⟨
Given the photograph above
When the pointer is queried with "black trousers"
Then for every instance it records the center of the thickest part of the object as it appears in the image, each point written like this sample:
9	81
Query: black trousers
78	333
⟩
**Work to be completed**
Make an exact copy of every entry.

**Solution for this exercise**
Given the photograph above
When the pointer is queried with "black trousers"
Then for every instance it records the center of the thickest part of the object as it appears in the image, each point written like this sample:
9	81
Query: black trousers
78	333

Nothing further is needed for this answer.